▶ What the task requires
Copy the following data word for word.

▶ Given entries
□ □ □ □ □
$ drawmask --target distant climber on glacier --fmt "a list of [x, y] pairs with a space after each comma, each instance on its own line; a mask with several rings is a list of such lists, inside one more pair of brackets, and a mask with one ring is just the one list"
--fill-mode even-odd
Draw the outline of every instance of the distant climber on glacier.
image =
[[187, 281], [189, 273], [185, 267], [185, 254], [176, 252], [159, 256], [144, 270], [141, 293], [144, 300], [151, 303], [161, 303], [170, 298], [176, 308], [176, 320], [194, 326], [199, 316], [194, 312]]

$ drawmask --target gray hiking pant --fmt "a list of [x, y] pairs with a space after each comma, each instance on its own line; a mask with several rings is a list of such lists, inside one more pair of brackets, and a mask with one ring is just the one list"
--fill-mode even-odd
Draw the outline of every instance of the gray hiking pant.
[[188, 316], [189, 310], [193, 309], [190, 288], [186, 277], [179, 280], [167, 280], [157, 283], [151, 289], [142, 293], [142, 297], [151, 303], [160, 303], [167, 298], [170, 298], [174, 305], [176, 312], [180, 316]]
□ □ □ □ □
▶ The response
$ drawmask --target distant climber on glacier --fmt "a list of [x, y] pairs with a space after each comma, each instance on its own line; a mask with several rings is a list of such lists, inside one more pair of brackets, and a mask with one ring is just the one list"
--fill-mode even-odd
Draw the outline of every instance of the distant climber on glacier.
image =
[[187, 281], [189, 273], [185, 267], [185, 254], [176, 252], [159, 256], [144, 270], [141, 293], [144, 300], [151, 303], [161, 303], [170, 298], [176, 308], [176, 320], [194, 326], [199, 316], [194, 312]]

$ drawmask --target gray hiking pant --fmt "a list of [x, y] pairs with a space after each comma, each instance on its own line; a mask with several rings is a list of such lists, inside one more pair of brackets, and a mask with one ring is just the one list"
--fill-mode even-odd
Draw the outline of every instance of the gray hiking pant.
[[188, 316], [189, 310], [193, 309], [190, 288], [186, 277], [179, 280], [167, 280], [157, 283], [151, 289], [142, 293], [142, 297], [151, 303], [160, 303], [167, 298], [170, 298], [174, 305], [176, 312], [180, 316]]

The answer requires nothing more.